- _Work task_: For each record below, write an exact copy.

- _Extracted data_:
+ + + + + + +

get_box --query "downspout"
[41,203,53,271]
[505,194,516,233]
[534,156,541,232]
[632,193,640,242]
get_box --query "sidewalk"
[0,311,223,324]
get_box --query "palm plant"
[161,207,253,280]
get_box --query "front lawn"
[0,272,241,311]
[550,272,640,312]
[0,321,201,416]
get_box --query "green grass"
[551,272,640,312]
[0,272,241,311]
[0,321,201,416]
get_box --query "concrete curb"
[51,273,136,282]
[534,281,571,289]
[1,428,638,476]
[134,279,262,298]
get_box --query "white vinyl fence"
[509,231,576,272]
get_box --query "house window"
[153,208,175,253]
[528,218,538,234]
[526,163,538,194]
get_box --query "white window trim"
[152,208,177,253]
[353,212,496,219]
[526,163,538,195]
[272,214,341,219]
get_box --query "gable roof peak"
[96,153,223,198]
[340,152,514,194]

+ + + + + + +

- _Task output_:
get_box --query "downspout"
[41,203,53,271]
[505,194,516,233]
[534,156,541,232]
[632,193,640,242]
get_box --query "sidewalk"
[0,311,223,324]
get_box --query "palm plant"
[161,207,253,280]
get_box --query "front lawn"
[0,272,241,311]
[550,272,640,312]
[0,321,201,416]
get_box --query "green grass"
[551,272,640,312]
[0,272,241,311]
[0,321,201,416]
get_box --query "concrete curb"
[51,273,136,282]
[534,281,571,289]
[1,428,638,476]
[134,279,262,298]
get_box --query "white vinyl fence"
[509,231,576,272]
get_box --query "house window"
[153,208,175,253]
[528,218,538,234]
[526,163,538,194]
get_box --query "white window trim"
[152,208,177,253]
[353,212,496,219]
[526,163,538,195]
[272,214,341,219]
get_box --query "gable roof peak"
[96,153,223,198]
[340,152,514,194]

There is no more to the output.